------ TEXTO DE PARTIDA

La noticia llegó por Whatsapp. Era una imagen de la fachada sin fuente, sin contexto, sólo el título: “En el Día Nacional del Libro, la directora de la Biblioteca Nacional anuncia su cierre al público por varias crisis que sufre la institución”. El grupo de Letras, habitualmente sosegado, encendió de notificaciones las pantallas. Cada mensaje, cada chispa de indignación funcionaba como una sinonimia del desconcierto. ¿Cómo podía ser? ¿Cerrar la Biblioteca Nacional justo en el Día del Libro?

Fui a la fuente. Agotados los artículos gratuitos, llegué a leer la letra chica que la presbicia me había vedado: “A partir de mañana… no brindará acceso al público hasta que haya seguridad para recibirlo”. Esa transitividad me calmó un poco, no tengo del todo claro por qué. Tal vez porque al menos el público, del que ya no formo parte, estaba siendo contemplado. Había también una invitación a participar en un manifiesto. La puesta en escena de todo esto me parecía más performática que administrativa. Un gesto en busca de algo. Demasiado simbolismo como para tener razones tan literales.

------------
------ REGISTROS PROPORCIONADOS

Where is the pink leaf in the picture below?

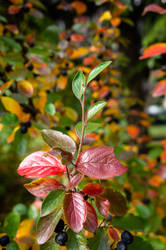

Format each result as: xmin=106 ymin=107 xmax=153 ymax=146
xmin=24 ymin=177 xmax=61 ymax=198
xmin=84 ymin=201 xmax=98 ymax=233
xmin=82 ymin=183 xmax=104 ymax=196
xmin=152 ymin=79 xmax=166 ymax=97
xmin=95 ymin=196 xmax=110 ymax=217
xmin=64 ymin=193 xmax=87 ymax=233
xmin=77 ymin=146 xmax=127 ymax=179
xmin=142 ymin=4 xmax=166 ymax=16
xmin=17 ymin=151 xmax=66 ymax=179
xmin=139 ymin=43 xmax=166 ymax=60
xmin=69 ymin=174 xmax=84 ymax=189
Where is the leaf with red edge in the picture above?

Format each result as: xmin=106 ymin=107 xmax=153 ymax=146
xmin=139 ymin=43 xmax=166 ymax=60
xmin=84 ymin=201 xmax=98 ymax=233
xmin=24 ymin=177 xmax=61 ymax=198
xmin=69 ymin=174 xmax=84 ymax=189
xmin=64 ymin=193 xmax=87 ymax=233
xmin=102 ymin=188 xmax=127 ymax=216
xmin=95 ymin=196 xmax=110 ymax=217
xmin=142 ymin=4 xmax=166 ymax=16
xmin=76 ymin=146 xmax=127 ymax=179
xmin=37 ymin=207 xmax=63 ymax=245
xmin=82 ymin=183 xmax=104 ymax=196
xmin=152 ymin=79 xmax=166 ymax=97
xmin=17 ymin=151 xmax=66 ymax=179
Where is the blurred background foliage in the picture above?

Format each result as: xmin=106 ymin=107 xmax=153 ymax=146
xmin=0 ymin=0 xmax=166 ymax=250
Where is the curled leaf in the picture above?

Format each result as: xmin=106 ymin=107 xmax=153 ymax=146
xmin=77 ymin=146 xmax=127 ymax=179
xmin=82 ymin=183 xmax=104 ymax=196
xmin=84 ymin=201 xmax=98 ymax=233
xmin=17 ymin=151 xmax=66 ymax=179
xmin=24 ymin=177 xmax=61 ymax=198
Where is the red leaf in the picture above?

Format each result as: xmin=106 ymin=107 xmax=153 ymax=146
xmin=139 ymin=43 xmax=166 ymax=60
xmin=24 ymin=177 xmax=61 ymax=198
xmin=17 ymin=151 xmax=66 ymax=179
xmin=82 ymin=183 xmax=104 ymax=196
xmin=152 ymin=79 xmax=166 ymax=97
xmin=77 ymin=146 xmax=127 ymax=179
xmin=84 ymin=201 xmax=98 ymax=233
xmin=142 ymin=4 xmax=166 ymax=16
xmin=108 ymin=228 xmax=120 ymax=241
xmin=95 ymin=196 xmax=110 ymax=217
xmin=64 ymin=193 xmax=87 ymax=233
xmin=69 ymin=174 xmax=84 ymax=189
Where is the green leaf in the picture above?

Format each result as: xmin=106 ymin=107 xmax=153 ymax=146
xmin=66 ymin=230 xmax=88 ymax=250
xmin=37 ymin=207 xmax=63 ymax=245
xmin=13 ymin=203 xmax=27 ymax=215
xmin=1 ymin=113 xmax=18 ymax=126
xmin=136 ymin=204 xmax=152 ymax=219
xmin=87 ymin=61 xmax=111 ymax=84
xmin=45 ymin=103 xmax=56 ymax=115
xmin=88 ymin=228 xmax=110 ymax=250
xmin=76 ymin=122 xmax=101 ymax=138
xmin=0 ymin=36 xmax=22 ymax=52
xmin=41 ymin=129 xmax=76 ymax=155
xmin=72 ymin=71 xmax=85 ymax=99
xmin=7 ymin=241 xmax=19 ymax=250
xmin=128 ymin=236 xmax=154 ymax=250
xmin=40 ymin=233 xmax=59 ymax=250
xmin=87 ymin=101 xmax=107 ymax=120
xmin=4 ymin=212 xmax=20 ymax=238
xmin=111 ymin=214 xmax=145 ymax=232
xmin=150 ymin=238 xmax=165 ymax=250
xmin=40 ymin=189 xmax=65 ymax=217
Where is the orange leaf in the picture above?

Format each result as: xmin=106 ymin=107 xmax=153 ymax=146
xmin=127 ymin=125 xmax=140 ymax=138
xmin=16 ymin=219 xmax=34 ymax=238
xmin=70 ymin=34 xmax=85 ymax=43
xmin=152 ymin=79 xmax=166 ymax=97
xmin=8 ymin=5 xmax=20 ymax=15
xmin=142 ymin=4 xmax=166 ymax=16
xmin=72 ymin=1 xmax=87 ymax=15
xmin=17 ymin=81 xmax=33 ymax=97
xmin=139 ymin=43 xmax=166 ymax=60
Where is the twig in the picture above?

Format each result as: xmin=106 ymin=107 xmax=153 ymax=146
xmin=76 ymin=86 xmax=86 ymax=164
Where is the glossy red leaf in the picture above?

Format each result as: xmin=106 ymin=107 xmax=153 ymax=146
xmin=77 ymin=146 xmax=127 ymax=179
xmin=82 ymin=183 xmax=104 ymax=196
xmin=95 ymin=196 xmax=110 ymax=217
xmin=108 ymin=227 xmax=120 ymax=241
xmin=69 ymin=174 xmax=84 ymax=189
xmin=24 ymin=177 xmax=61 ymax=198
xmin=84 ymin=201 xmax=98 ymax=233
xmin=17 ymin=151 xmax=66 ymax=179
xmin=139 ymin=43 xmax=166 ymax=60
xmin=64 ymin=193 xmax=87 ymax=233
xmin=142 ymin=4 xmax=166 ymax=16
xmin=152 ymin=79 xmax=166 ymax=97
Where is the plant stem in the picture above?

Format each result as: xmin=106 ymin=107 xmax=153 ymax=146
xmin=76 ymin=86 xmax=86 ymax=164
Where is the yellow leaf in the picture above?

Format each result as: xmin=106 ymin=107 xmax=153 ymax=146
xmin=17 ymin=81 xmax=33 ymax=97
xmin=1 ymin=96 xmax=22 ymax=118
xmin=99 ymin=11 xmax=112 ymax=23
xmin=16 ymin=219 xmax=34 ymax=238
xmin=57 ymin=76 xmax=67 ymax=89
xmin=7 ymin=125 xmax=20 ymax=143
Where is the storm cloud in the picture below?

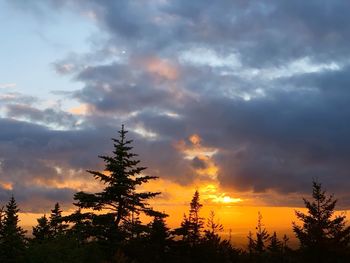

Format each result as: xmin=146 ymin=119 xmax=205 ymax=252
xmin=0 ymin=0 xmax=350 ymax=210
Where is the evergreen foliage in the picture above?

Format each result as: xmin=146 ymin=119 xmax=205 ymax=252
xmin=0 ymin=127 xmax=350 ymax=263
xmin=293 ymin=181 xmax=350 ymax=262
xmin=74 ymin=126 xmax=164 ymax=246
xmin=33 ymin=215 xmax=52 ymax=242
xmin=0 ymin=196 xmax=26 ymax=263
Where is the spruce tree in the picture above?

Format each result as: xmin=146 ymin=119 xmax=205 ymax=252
xmin=33 ymin=215 xmax=52 ymax=243
xmin=174 ymin=191 xmax=204 ymax=245
xmin=248 ymin=212 xmax=270 ymax=260
xmin=189 ymin=190 xmax=204 ymax=244
xmin=0 ymin=207 xmax=5 ymax=234
xmin=74 ymin=125 xmax=164 ymax=240
xmin=0 ymin=196 xmax=26 ymax=263
xmin=267 ymin=232 xmax=283 ymax=253
xmin=293 ymin=181 xmax=350 ymax=262
xmin=49 ymin=203 xmax=68 ymax=238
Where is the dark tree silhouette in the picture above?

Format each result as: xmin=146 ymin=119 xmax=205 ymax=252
xmin=0 ymin=196 xmax=26 ymax=263
xmin=293 ymin=181 xmax=350 ymax=262
xmin=248 ymin=212 xmax=270 ymax=262
xmin=33 ymin=215 xmax=52 ymax=242
xmin=74 ymin=125 xmax=164 ymax=241
xmin=174 ymin=191 xmax=204 ymax=245
xmin=0 ymin=206 xmax=5 ymax=233
xmin=267 ymin=232 xmax=283 ymax=253
xmin=204 ymin=211 xmax=224 ymax=243
xmin=49 ymin=203 xmax=68 ymax=238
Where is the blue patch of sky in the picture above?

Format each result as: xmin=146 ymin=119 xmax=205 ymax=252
xmin=0 ymin=1 xmax=97 ymax=109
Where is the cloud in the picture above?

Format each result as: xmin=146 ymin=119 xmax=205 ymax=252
xmin=4 ymin=0 xmax=350 ymax=210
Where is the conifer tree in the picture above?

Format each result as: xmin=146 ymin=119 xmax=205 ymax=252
xmin=0 ymin=196 xmax=26 ymax=263
xmin=293 ymin=181 xmax=350 ymax=261
xmin=33 ymin=215 xmax=51 ymax=242
xmin=189 ymin=190 xmax=204 ymax=244
xmin=255 ymin=212 xmax=270 ymax=254
xmin=49 ymin=203 xmax=68 ymax=238
xmin=0 ymin=207 xmax=5 ymax=234
xmin=248 ymin=212 xmax=270 ymax=258
xmin=174 ymin=191 xmax=204 ymax=245
xmin=267 ymin=232 xmax=283 ymax=253
xmin=74 ymin=125 xmax=164 ymax=238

------------

:: OBJETIVO DEL EJERCICIO ::
Prosigue el texto sobre el anuncio del cierre de la Biblioteca Nacional a partir de su última oración.

:: RESULTADO ::
Antes que Constitución, tuvimos la Biblioteca, fundada por Dámaso Antonio Larrañaga en pleno auge artiguista, el 26 de mayo de 1816. De ahí mi frase favorita de Artigas: “Sean los orientales tan ilustrados como valientes”. No sé si de verdad lo dijo, no me importa. A mí me conmueve. La ficción no me asusta y si promulga esas ideas, la abrazo y agradezco al autor, sea el prócer o algún ignoto escriba.

El cierre, como gesto, tenía una resonancia. Y pasado el impacto inicial, después de los mensajes en cascada, pensé: esto es un hecho político. Porque se ha probado de todo. Se ha abusado de buenos funcionarios y de buenos gestores; también se ha apañado a algunos mediocres, siempre sin continuidad. Se ha sostenido a pura resistencia, hasta que el deterioro se volvió más visible que la voluntad, hasta que no se quiso esperar a que un lector fuera mordido por una rata.

¿Cuánto más hay que soportar? ¿Cuál es el umbral de lo tolerable? Tal vez la pregunta debería ser otra: ¿qué nos indigna más? Los años de abandono, los años de indiferencia, los años en los que nos limitamos a señalar el error, esperando que otro piense y otro ponga el cuerpo hasta el portazo.

No soy indulgente con la nueva directora, Rocío Schiappapietra. Sólo sé que momentos complejos exigen decisiones audaces, de esas que, aunque drásticas, demandan respuestas que no se reduzcan a apagar incendios. Respuestas que no sonrían al vacío cuando la cuna de la ilustración de la patria es hoy ganada por la humedad y la indiferencia.

La crisis es, al final, un espejo. Y ese espejo nos devuelve no sólo indignación, sino la posibilidad de un pacto colectivo, una acción sutil para el más desprevenido, pero que sea irrefutable. Cerrar la Biblioteca Nacional en una fecha tan cargada no puede ser el principio del fin, sino un valiente punto de partida. Un golpe en la mesa que exige que la respuesta no sea otro “basta” vacío.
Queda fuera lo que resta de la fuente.